Each line that includes "text" must be copied from the records.

------ The records ------

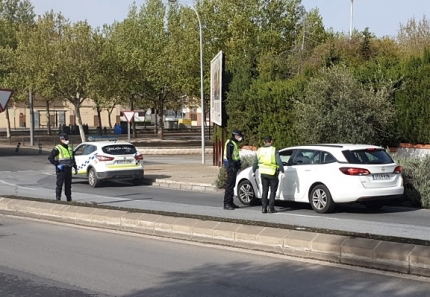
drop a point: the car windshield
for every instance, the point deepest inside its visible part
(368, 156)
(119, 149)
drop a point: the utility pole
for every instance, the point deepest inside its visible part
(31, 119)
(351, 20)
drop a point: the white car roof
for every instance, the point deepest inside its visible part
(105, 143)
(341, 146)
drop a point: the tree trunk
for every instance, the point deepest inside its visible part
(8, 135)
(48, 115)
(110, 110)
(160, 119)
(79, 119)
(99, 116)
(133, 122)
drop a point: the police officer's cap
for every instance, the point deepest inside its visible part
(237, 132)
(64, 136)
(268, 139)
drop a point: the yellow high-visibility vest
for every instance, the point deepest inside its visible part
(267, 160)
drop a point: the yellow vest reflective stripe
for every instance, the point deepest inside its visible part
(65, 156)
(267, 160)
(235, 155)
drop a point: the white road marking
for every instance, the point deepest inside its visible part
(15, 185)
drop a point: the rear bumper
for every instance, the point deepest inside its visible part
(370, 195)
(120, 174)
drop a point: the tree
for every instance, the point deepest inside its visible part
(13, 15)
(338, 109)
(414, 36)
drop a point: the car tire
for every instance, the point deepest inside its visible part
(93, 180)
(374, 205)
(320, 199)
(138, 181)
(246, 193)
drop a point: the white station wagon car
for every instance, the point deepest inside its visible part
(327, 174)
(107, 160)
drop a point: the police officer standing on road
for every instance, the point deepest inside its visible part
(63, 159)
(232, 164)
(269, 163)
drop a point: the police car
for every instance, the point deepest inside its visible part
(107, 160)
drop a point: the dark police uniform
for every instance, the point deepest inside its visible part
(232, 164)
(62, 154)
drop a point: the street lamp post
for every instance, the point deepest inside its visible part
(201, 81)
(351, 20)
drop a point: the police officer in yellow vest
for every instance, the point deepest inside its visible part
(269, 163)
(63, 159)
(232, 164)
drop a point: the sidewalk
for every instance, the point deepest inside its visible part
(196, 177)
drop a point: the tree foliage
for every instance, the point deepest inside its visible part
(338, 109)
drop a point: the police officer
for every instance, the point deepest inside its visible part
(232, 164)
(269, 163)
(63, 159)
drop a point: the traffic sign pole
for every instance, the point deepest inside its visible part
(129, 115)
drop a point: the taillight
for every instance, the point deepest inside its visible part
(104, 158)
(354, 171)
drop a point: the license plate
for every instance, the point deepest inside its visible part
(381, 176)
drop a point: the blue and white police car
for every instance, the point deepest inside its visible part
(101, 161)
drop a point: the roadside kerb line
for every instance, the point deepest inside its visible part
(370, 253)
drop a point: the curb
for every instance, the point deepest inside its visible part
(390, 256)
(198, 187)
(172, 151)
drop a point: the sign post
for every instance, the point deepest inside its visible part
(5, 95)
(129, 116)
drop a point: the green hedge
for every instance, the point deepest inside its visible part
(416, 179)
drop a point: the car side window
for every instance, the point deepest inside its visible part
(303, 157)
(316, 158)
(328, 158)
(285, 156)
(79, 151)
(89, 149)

------
------ The records ------

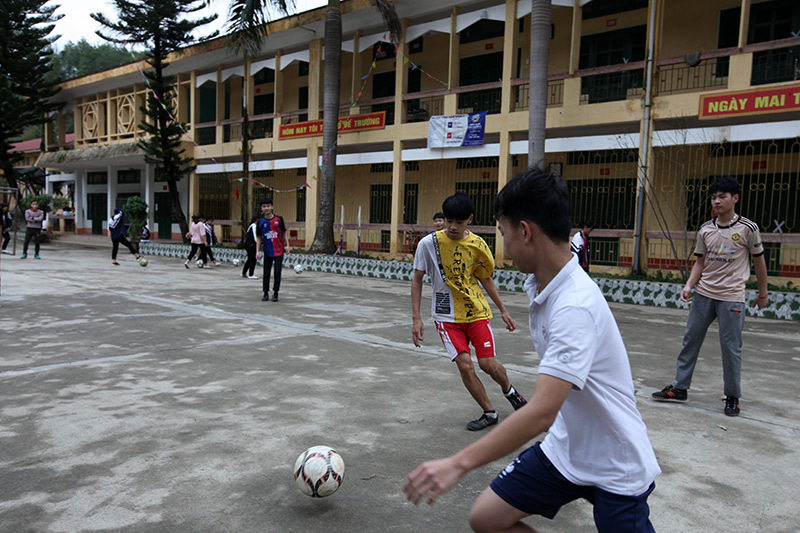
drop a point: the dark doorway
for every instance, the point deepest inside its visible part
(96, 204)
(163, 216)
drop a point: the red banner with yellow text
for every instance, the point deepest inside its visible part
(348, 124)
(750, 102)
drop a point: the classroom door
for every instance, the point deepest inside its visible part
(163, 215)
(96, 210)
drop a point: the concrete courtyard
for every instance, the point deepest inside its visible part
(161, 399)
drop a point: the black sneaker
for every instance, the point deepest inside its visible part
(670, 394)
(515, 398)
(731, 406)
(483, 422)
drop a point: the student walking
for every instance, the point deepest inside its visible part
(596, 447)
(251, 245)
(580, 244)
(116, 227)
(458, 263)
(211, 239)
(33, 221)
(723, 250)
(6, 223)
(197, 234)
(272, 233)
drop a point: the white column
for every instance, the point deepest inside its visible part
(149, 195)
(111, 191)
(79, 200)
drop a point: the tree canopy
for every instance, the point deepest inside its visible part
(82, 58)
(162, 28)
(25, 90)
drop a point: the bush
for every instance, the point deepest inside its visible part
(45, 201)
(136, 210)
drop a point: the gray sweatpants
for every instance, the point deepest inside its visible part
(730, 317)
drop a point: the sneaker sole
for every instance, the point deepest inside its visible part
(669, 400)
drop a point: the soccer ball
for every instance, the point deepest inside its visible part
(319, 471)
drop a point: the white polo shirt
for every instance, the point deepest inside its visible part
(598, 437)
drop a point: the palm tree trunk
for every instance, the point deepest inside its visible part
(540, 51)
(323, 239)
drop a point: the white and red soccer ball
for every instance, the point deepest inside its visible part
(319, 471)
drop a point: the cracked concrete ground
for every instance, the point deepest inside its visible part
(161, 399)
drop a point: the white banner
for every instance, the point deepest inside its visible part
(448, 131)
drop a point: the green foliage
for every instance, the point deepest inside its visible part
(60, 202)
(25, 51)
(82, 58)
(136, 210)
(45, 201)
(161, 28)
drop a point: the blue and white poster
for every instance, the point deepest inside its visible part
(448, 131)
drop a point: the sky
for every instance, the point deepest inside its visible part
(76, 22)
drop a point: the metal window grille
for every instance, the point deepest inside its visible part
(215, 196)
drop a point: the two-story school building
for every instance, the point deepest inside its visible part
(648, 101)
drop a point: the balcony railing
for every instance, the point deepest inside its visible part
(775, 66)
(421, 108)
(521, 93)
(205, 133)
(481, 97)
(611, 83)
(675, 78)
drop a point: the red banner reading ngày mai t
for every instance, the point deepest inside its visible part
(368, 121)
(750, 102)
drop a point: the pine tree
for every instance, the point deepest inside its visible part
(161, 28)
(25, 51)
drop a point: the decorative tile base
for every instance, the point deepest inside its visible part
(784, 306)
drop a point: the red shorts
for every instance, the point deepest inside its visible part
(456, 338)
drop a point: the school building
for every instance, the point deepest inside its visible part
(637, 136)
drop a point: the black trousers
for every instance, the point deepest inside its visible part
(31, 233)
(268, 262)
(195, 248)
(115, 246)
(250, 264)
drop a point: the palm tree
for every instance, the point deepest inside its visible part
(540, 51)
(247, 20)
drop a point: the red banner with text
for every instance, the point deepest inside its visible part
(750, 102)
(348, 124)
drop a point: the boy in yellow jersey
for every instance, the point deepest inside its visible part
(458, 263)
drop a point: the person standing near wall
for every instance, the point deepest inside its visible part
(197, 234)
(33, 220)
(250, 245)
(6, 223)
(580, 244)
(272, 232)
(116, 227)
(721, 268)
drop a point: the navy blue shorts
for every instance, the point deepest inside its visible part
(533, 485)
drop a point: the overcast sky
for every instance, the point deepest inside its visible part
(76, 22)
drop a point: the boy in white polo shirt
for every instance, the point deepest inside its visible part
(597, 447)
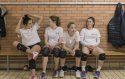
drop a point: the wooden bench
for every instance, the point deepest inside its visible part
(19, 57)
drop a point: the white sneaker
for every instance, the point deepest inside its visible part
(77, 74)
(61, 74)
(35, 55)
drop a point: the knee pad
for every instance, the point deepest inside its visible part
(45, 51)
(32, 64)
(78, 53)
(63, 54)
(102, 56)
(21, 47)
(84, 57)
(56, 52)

------

— The answer —
drop a point: the red banner with yellow text
drop a point: the red banner with text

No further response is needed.